# What you should do:
Return the data below exactly, but only from the line containing "Target: plaid wrap garment" through the line containing "Target: man standing", with both of those lines included.

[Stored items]
........
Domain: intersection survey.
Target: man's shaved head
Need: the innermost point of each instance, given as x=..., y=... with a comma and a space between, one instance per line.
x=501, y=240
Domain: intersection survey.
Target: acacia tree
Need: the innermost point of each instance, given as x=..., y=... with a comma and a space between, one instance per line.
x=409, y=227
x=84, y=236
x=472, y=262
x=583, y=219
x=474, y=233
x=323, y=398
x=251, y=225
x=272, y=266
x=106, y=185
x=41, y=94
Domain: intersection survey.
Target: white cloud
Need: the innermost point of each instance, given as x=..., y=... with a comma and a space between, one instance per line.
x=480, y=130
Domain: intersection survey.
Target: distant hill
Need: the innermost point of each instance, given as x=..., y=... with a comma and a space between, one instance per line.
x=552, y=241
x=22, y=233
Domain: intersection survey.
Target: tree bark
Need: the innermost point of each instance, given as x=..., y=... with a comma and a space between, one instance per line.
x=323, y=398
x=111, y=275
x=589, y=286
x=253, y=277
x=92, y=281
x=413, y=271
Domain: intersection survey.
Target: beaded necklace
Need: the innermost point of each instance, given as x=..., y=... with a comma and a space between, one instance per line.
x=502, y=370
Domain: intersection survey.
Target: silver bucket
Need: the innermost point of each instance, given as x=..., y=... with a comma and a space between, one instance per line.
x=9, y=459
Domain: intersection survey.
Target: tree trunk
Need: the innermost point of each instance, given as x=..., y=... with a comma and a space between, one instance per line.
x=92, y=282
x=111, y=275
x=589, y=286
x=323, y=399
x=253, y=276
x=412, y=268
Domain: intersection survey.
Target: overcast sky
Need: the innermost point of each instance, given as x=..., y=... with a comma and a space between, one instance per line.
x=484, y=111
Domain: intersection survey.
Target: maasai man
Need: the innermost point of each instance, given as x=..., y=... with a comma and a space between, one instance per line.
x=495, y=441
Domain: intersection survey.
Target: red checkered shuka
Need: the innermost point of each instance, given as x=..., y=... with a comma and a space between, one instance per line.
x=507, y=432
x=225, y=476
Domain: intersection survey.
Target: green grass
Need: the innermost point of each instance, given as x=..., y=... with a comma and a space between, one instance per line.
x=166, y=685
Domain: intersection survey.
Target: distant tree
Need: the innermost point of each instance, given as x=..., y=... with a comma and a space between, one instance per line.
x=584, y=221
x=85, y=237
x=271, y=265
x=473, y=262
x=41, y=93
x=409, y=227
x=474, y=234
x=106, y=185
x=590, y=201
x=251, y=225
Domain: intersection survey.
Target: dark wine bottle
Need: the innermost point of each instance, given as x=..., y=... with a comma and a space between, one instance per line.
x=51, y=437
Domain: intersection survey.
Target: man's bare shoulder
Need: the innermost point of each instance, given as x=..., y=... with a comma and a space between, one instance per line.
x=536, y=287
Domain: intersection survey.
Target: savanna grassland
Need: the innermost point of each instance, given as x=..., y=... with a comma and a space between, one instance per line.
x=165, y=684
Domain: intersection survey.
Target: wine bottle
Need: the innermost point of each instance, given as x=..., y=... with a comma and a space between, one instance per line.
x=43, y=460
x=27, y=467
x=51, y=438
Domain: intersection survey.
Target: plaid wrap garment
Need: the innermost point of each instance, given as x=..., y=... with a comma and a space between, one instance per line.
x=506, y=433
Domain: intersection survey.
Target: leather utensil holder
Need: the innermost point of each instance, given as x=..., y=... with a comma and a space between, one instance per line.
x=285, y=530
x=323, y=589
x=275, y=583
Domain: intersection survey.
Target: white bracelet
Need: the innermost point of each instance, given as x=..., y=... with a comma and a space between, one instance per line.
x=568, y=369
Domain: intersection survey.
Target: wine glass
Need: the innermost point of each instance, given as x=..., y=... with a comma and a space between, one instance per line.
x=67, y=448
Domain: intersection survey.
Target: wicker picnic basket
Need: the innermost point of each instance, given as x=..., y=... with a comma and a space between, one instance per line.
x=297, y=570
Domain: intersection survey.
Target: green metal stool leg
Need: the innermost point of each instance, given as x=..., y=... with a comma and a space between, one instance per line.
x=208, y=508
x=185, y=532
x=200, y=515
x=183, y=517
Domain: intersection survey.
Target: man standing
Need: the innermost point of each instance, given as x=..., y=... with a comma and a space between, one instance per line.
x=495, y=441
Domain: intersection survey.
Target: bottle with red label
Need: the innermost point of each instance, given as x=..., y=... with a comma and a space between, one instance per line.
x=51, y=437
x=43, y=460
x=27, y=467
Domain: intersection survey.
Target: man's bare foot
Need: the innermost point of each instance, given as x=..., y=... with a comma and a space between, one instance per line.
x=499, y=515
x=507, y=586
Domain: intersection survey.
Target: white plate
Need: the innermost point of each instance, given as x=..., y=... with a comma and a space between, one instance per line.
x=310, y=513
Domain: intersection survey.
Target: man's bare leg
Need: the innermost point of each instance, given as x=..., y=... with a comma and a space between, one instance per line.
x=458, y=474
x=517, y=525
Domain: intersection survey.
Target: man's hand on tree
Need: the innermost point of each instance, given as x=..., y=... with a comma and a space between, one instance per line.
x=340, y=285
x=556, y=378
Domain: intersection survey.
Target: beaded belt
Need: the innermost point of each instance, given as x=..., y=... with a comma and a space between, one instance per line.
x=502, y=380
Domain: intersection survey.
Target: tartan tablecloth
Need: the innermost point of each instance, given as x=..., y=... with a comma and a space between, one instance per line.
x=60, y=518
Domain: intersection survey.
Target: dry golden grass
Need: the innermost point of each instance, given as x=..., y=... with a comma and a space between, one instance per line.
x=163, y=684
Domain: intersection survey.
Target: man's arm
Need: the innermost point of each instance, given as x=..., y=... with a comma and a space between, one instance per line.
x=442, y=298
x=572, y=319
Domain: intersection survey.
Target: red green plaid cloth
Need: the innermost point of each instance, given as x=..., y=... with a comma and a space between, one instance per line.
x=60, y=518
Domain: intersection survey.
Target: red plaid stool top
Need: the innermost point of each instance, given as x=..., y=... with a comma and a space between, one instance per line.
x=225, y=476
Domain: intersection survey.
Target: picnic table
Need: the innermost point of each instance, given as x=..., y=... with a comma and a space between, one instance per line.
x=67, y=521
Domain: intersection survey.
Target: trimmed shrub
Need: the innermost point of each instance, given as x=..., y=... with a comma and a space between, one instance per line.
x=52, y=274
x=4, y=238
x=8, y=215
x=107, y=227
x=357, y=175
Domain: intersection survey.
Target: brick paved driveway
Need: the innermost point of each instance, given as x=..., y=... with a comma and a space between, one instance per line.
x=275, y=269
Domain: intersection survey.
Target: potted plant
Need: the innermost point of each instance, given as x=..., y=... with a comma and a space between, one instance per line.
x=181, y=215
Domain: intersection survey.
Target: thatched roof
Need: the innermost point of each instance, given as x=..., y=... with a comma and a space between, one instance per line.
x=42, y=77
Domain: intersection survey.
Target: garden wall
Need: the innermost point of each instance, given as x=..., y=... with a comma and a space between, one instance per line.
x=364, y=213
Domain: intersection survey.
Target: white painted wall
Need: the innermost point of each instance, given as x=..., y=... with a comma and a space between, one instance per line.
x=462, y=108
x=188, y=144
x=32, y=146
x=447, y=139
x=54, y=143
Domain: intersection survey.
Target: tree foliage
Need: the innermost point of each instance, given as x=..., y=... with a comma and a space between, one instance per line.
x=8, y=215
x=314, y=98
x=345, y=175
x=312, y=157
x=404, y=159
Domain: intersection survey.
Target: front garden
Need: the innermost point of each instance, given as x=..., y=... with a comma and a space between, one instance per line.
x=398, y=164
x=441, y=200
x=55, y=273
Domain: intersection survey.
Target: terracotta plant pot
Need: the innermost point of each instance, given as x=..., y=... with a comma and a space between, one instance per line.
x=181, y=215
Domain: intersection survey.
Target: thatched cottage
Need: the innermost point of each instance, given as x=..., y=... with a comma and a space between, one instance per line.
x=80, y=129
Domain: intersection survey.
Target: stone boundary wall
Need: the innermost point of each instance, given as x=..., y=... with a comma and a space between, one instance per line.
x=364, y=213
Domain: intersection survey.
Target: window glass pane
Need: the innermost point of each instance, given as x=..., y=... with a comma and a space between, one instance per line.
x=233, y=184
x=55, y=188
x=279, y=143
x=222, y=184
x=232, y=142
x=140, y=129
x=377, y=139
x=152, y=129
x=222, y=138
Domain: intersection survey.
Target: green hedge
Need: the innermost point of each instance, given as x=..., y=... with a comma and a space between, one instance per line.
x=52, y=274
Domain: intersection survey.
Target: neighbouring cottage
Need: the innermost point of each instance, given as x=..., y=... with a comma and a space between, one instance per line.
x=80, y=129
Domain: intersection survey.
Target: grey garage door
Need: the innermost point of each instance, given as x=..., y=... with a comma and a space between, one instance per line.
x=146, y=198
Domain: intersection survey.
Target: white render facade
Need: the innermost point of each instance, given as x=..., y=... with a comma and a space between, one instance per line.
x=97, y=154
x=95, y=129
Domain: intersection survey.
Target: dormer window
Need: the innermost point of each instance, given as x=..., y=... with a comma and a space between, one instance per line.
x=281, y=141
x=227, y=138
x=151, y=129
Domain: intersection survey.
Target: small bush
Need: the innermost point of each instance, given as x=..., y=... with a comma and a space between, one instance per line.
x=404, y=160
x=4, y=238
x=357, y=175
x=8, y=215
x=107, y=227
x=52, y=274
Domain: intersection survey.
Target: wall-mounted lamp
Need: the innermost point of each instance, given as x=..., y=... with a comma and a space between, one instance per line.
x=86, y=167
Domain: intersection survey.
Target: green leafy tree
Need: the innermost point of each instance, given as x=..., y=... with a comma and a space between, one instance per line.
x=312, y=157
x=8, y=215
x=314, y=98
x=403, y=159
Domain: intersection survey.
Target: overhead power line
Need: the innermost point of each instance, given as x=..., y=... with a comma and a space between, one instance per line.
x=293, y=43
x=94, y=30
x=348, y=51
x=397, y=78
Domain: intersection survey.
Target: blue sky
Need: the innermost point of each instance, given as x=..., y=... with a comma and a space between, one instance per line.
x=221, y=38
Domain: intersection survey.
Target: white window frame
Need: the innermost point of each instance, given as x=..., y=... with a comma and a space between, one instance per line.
........
# Output of the exercise:
Target: plaid wrap garment
Need: the innermost point of each instance, given as x=..., y=... with a comma and a space between, one instance per line.
x=506, y=433
Domain: intersection survey.
Target: leather utensil holder
Need: the innermost point of each instance, given as x=..., y=... with a comma and a space between, one instance per line.
x=285, y=530
x=323, y=589
x=275, y=583
Domain: intersection survey.
Target: white bracelet
Need: the innermost point of each instance, given as x=..., y=... with a comma and a space between, one instance per line.
x=568, y=369
Domain: intersection survey.
Target: wine glass
Need: the innermost point of each instance, given as x=..., y=... with a comma and a space between, one instance per line.
x=67, y=448
Domain: intersection survey.
Target: wicker picnic basket
Need: the innermost point of each instance, given as x=..., y=... with a comma and a space between, one instance per line.
x=297, y=570
Domain: intersection survey.
Target: green metal stool leg
Need: the innermost point of each instance, given as x=..., y=... with a comma and a space between, one instance per line.
x=208, y=508
x=185, y=532
x=200, y=515
x=183, y=517
Domain: intersection survey.
Target: man standing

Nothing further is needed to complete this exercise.